- Gegeven tekst -
:::

Over den oorlog en het verloop ervan spraken wij veel met hem; en hij
wist daardoor ook wel precies, hoe wij er over dachten en over Duitschland.
Op een keer, toen de inval in Normandië nog niet was geschied,
verdiepten wij ons in een bespiegeling over een mogelijke invasie. Ik
opperde toen de mogelijkheid van een landing in Zeeland rnet een poging
van een doorstoting door Brabant heen in de richting van het Roergebied:
von Eisenstein en Dulfer achtten dit niet waarschijnlijk. Intusschen
er op doorgaand, merkte von Eisenstein op dat dan ook Vught in het gevechtsterrein
zou komen liggen. Ik zei toen glimlachend: "Ja. ich habe nur wohl
einmal gedacht welch eine Überrasschung es sein würde wenn
plötzlich einmal ein Tommy an meinem Bett stellen würde."
Hij keek mij van ter zijde aan en vroeg: "Und wenn ich da dann
stehe?" Ik antwoordde: ..Dann denke ich: es ist noch immer nicht,
wie es sein soll." Hij lachte even en zei toen: "Denken Sie
daran: es ist hier auch ein Umschulungslager!" Maar hij begreep
wel, dat wij niet "umgeschult" werden. Hij vroeg mij ook eens,
hoe wij over Seyss-Inquart dachten. Ik antwoordde hem, dat Duitschland
thans onze vijand was, en dat al wat Duitsch was het evenzeer was; en
dat van dit alles Seyss-Inquart de exponent was; dat wij overigens hem
vaker nog meer belachelijk dan ergerlijk vonden, getuige de vele mopjes
die over hem gingen. Ik vertelde hem er eenige van: hij had genoeg gevoel
voor humor om ze te waarderen. Overigens voegde ik er aan toe, dat Seyss-Inquart
door zijn zeldzaam gebrek aan tact ook nog alles bedorven had wat hij
maar had kunnen bederven: zoo b.v. door zijn eerste rede te houden in
de Ridderzaal; enz. Dit alles was hem nieuw; hij vond het pijnlijk;
maar zei niets. Wat hij ook pijnlijk vond was dat hij als Duitscher
hier te lande zoo genegeerd werd. Hij was eens naar de rennen in Boxtel
geweest, had er menschen opgemerkt, die hij ambtelijk wel eens ontmoet
had maar ze hadden allen gedaan, of ze hem niet kenden; en de rest had
hem als lucht behandeld. Alleen één man, iemand van de
Middenstandsbank, had hem gegroet. Dat vond hij de juiste houding; de
oorlog werd er toch niet anders van en men kon zijn eigen opvattingen
gerust blijven huldigen, maar men kon dan toch wel gewoon beleefd blijven!

:::

- Opdracht -
Hoe luidt de zin "Hij vroeg mij ook eens, hoe wij over Seyss-Inquart dachten." uit de tekst over de gesprekken met von Eisenstein in het Engels? De regels hierna staan los van de tekst.

:::

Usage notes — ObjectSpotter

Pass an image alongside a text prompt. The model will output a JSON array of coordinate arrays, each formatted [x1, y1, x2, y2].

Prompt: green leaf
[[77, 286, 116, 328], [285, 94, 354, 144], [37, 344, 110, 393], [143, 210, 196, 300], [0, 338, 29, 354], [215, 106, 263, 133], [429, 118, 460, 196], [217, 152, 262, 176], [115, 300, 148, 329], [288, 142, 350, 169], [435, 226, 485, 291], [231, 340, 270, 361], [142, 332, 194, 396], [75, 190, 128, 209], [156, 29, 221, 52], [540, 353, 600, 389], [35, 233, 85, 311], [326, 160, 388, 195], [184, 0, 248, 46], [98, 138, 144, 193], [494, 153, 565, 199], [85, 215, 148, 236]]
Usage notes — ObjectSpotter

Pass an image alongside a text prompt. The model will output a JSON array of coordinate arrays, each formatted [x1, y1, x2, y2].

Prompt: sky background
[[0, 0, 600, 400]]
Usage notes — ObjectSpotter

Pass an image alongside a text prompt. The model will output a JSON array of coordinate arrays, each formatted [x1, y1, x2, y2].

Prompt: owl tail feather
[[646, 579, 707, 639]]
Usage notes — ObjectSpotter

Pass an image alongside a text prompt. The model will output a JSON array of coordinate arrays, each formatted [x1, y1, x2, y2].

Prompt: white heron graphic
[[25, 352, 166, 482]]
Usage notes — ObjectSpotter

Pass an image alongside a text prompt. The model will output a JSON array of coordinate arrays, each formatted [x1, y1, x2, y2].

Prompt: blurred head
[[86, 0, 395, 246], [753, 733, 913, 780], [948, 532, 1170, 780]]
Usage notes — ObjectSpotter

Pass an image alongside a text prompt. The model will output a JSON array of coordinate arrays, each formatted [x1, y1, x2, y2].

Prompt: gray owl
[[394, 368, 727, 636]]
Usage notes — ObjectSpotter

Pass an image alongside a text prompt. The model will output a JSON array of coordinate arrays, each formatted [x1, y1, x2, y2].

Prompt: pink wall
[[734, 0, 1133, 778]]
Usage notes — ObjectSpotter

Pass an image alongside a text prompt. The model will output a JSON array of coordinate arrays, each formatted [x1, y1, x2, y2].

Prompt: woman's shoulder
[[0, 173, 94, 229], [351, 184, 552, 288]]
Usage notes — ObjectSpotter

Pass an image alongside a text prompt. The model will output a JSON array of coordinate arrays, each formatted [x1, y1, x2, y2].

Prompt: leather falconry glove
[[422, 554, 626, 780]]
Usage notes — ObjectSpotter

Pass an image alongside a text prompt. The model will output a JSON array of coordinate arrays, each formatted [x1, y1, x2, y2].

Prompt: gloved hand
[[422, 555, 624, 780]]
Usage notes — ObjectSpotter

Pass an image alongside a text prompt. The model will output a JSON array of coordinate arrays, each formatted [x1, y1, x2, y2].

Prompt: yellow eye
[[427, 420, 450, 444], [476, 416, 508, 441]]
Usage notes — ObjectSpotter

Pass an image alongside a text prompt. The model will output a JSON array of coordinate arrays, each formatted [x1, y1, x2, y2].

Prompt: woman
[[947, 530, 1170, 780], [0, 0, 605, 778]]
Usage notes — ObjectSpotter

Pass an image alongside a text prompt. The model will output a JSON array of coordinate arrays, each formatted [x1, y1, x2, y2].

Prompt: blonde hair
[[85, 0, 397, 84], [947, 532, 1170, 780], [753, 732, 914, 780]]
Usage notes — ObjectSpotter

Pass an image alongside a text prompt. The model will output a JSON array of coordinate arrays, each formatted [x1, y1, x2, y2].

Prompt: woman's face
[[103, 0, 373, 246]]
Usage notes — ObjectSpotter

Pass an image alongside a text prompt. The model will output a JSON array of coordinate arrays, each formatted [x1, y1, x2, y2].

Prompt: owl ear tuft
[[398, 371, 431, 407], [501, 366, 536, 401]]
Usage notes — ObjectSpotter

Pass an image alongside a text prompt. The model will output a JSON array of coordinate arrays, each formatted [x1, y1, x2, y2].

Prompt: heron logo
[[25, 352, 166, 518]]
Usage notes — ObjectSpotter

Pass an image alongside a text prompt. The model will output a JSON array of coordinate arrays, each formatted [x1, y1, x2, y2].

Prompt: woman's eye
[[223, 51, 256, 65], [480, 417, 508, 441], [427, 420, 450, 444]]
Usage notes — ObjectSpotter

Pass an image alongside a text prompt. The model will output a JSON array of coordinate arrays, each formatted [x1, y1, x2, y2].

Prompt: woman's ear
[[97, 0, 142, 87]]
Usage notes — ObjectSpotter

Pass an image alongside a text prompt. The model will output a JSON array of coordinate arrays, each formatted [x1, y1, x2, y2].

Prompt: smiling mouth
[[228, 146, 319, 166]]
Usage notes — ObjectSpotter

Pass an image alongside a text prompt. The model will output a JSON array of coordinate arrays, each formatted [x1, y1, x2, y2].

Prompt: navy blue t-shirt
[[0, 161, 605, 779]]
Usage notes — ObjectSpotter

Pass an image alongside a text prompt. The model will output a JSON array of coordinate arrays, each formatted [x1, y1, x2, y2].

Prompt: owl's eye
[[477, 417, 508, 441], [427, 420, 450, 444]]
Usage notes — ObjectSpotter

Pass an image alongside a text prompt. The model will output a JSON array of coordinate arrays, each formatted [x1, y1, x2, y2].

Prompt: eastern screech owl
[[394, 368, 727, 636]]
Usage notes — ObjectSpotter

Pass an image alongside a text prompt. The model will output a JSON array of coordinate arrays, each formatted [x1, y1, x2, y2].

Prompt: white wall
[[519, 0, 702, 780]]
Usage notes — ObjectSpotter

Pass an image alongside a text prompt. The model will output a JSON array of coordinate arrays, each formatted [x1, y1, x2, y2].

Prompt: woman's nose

:::

- Antwoordruimte -
He once also asked me what we thought of Seyss-Inquart.